Opdracht A. Schrijf uit de tekst over het wrakingsverzoek letterlijk het gedeelte over van "De wrakingskamer heeft" tot en met "vormen voor wraking.".
Opdracht B. Geef bij elke bewering aan of ze klopt volgens de tekst over het wrakingsverzoek: (i) De wrakingskamer behandelde het verzoek op 4 april 2023. (ii) Tegen de beslissing van de wrakingskamer staat een rechtsmiddel open. (iii) De wrakingskamer verklaarde het verzoek tot wraking gegrond. Antwoord steeds met ja of nee en citeer letterlijk de woorden uit de tekst die de doorslag geven.

Geciteerde passage.

ECLI:NL:RBOBR:2023:2253
Rechtbank Oost-Brabant
- Wraking
- Rechtspraak.nl
Wraking van rechters in strafzaak met verzoeker als veroordeelde
In deze zaak heeft de meervoudige wrakingskamer van de Rechtbank Oost-Brabant op 4 april 2023 een verzoek tot wraking behandeld van een veroordeelde in een strafzaak. De verzoeker, die eerder was veroordeeld in een strafzaak met parketnummer 20.000625.19, heeft tijdens de zitting zijn onvrede geuit over de gang van zaken en de rechters gewraakt. Hij stelde dat er sprake was van vooringenomenheid en dat hij niet de kans had gekregen om zijn bezwaren tegen de reclasseringsmedewerkers te uiten. De rechters hebben in hun reactie op het wrakingsverzoek aangegeven dat er geen aanwijzingen zijn voor vooringenomenheid en dat de voorzitter van de kamer correct heeft gehandeld.
De wrakingskamer heeft het verzoek tot wraking beoordeeld aan de hand van artikel 512 van het Wetboek van Strafvordering, dat stelt dat een rechter gewraakt kan worden op basis van feiten die de onpartijdigheid in gevaar kunnen brengen. De wrakingskamer oordeelde dat de verzoeker geen concrete feiten of omstandigheden had aangedragen die zouden wijzen op partijdigheid van de rechters. Het niet bieden van ruimte aan de verzoeker om zijn bezwaren te uiten werd gezien als een procedurele beslissing, die geen grond kan vormen voor wraking.
Uiteindelijk heeft de wrakingskamer het verzoek tot wraking ongegrond verklaard, en deze beslissing is openbaar uitgesproken op 25 april 2023. Tegen deze beslissing staat geen rechtsmiddel open.

Fragment uit dataset.

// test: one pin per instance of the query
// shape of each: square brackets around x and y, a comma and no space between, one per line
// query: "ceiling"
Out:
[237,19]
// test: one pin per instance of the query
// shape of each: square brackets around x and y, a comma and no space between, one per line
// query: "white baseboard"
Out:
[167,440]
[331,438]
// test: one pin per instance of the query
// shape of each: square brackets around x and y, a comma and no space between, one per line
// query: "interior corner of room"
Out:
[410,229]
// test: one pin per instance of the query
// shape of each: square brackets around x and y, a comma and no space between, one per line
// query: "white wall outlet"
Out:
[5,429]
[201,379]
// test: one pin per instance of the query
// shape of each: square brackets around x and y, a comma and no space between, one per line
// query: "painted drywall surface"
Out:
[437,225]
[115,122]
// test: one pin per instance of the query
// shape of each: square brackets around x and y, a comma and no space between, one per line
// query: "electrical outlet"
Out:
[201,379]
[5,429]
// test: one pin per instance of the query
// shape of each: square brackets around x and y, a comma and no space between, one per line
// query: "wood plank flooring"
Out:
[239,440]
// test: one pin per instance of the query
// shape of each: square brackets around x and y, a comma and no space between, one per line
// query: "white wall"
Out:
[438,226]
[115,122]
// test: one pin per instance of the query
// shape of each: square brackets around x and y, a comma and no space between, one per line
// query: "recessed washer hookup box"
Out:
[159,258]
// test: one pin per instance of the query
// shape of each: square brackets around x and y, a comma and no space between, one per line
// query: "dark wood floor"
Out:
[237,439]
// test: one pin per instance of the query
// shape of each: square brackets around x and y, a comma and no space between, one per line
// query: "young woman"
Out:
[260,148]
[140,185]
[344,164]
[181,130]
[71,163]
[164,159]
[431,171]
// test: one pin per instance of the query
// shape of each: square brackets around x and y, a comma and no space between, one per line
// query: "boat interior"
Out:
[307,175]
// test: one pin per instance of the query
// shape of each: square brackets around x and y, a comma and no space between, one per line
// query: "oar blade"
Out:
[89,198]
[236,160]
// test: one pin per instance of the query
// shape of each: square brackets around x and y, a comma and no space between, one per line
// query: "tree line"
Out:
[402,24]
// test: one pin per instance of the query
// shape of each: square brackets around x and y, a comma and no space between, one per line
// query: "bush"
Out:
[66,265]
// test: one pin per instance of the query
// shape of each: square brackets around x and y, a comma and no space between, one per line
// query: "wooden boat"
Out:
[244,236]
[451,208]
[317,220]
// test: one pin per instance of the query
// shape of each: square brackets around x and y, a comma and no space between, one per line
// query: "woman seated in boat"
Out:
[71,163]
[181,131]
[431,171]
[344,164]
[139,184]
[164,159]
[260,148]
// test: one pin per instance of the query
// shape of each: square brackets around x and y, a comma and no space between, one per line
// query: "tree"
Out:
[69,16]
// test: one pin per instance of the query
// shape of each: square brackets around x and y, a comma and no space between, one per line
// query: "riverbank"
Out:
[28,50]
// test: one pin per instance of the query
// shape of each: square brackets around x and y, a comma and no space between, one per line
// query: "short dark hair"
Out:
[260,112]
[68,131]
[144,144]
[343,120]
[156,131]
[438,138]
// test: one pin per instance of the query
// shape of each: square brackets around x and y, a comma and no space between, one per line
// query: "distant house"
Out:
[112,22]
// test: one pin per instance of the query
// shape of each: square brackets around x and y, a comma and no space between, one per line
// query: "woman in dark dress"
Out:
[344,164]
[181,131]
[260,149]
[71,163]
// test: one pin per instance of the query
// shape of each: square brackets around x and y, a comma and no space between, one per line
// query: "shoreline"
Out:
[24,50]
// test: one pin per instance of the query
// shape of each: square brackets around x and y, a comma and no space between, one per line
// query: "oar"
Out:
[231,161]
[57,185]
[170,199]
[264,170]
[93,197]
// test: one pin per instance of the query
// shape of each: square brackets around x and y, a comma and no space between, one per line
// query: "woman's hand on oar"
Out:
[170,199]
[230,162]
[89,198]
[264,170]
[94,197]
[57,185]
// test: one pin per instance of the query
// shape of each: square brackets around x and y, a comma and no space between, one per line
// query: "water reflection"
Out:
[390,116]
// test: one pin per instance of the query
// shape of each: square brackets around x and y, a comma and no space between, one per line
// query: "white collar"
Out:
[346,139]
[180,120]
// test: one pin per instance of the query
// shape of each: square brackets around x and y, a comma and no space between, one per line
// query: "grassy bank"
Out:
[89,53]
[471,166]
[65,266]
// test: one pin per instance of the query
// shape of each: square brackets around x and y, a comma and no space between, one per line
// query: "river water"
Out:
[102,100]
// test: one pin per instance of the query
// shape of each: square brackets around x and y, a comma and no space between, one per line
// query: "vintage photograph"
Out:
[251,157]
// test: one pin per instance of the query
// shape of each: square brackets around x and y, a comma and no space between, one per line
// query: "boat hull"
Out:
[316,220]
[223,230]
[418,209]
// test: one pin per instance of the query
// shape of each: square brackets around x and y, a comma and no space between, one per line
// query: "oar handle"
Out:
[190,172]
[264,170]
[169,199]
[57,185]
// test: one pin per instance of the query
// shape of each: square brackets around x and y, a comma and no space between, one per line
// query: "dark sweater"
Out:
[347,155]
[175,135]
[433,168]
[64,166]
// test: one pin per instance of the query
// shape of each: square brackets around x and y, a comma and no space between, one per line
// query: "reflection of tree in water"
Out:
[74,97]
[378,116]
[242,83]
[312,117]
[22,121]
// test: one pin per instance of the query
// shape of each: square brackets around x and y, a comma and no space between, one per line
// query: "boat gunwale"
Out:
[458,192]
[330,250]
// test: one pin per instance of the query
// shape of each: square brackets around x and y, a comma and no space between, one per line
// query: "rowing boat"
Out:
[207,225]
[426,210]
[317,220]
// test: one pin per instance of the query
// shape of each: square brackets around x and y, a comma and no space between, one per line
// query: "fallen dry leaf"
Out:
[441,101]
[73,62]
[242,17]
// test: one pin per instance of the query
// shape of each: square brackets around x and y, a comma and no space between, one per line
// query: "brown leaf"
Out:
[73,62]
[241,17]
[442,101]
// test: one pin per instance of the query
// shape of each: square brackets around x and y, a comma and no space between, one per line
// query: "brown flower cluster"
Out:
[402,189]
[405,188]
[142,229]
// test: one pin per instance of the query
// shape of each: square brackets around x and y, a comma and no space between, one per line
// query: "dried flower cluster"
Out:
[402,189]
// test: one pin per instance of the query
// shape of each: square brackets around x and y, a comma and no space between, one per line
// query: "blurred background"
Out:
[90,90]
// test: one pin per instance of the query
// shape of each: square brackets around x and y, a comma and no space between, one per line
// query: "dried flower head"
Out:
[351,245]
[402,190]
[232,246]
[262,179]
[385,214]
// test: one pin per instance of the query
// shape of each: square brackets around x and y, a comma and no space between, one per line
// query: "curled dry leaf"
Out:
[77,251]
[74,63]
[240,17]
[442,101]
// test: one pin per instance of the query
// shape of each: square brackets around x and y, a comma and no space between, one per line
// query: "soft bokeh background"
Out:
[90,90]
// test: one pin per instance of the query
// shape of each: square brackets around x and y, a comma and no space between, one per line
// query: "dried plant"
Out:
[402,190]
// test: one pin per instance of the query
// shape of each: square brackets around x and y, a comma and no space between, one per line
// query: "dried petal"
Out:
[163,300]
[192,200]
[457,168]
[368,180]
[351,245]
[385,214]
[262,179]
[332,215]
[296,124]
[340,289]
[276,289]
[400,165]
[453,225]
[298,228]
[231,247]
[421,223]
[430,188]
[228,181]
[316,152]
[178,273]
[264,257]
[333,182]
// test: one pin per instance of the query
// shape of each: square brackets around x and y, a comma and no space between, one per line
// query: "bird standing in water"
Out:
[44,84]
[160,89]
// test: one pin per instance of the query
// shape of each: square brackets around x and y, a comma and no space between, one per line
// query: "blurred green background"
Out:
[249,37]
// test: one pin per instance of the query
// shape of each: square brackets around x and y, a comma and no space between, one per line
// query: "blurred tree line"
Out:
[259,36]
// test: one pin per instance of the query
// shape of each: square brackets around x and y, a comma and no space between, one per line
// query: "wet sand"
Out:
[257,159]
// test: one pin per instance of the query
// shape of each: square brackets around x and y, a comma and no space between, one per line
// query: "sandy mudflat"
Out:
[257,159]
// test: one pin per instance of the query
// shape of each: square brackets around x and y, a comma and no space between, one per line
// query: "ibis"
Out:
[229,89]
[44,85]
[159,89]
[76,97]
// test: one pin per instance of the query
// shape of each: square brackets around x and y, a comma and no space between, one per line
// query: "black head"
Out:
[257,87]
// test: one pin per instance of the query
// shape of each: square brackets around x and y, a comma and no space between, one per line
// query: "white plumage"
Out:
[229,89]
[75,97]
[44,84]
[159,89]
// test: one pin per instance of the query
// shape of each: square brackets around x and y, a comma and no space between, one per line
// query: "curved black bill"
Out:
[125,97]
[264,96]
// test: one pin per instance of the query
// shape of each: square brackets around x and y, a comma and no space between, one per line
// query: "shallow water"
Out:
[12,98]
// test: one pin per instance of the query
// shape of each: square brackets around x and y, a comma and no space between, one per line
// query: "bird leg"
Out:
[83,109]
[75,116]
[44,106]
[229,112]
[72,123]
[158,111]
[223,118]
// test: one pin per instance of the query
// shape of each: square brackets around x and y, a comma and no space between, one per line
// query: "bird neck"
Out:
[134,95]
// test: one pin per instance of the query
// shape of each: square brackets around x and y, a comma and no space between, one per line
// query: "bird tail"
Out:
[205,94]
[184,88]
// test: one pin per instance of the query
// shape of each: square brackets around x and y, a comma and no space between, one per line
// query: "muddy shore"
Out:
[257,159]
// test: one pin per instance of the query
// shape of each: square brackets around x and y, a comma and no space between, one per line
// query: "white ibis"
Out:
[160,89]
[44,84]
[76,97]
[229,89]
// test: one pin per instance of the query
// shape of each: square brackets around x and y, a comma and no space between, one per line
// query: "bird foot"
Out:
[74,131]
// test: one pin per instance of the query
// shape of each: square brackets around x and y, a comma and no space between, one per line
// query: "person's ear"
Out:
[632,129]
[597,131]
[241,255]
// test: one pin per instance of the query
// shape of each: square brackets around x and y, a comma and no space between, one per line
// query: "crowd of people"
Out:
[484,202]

Jouw oplossing A.
De wrakingskamer heeft het verzoek tot wraking beoordeeld aan de hand van artikel 512 van het Wetboek van Strafvordering, dat stelt dat een rechter gewraakt kan worden op basis van feiten die de onpartijdigheid in gevaar kunnen brengen. De wrakingskamer oordeelde dat de verzoeker geen concrete feiten of omstandigheden had aangedragen die zouden wijzen op partijdigheid van de rechters. Het niet bieden van ruimte aan de verzoeker om zijn bezwaren te uiten werd gezien als een procedurele beslissing, die geen grond kan vormen voor wraking.

Jouw oplossing B.
(i) Ja: "op 4 april 2023 een verzoek tot wraking behandeld"
(ii) Nee: "Tegen deze beslissing staat geen rechtsmiddel open."
(iii) Nee: "heeft de wrakingskamer het verzoek tot wraking ongegrond verklaard"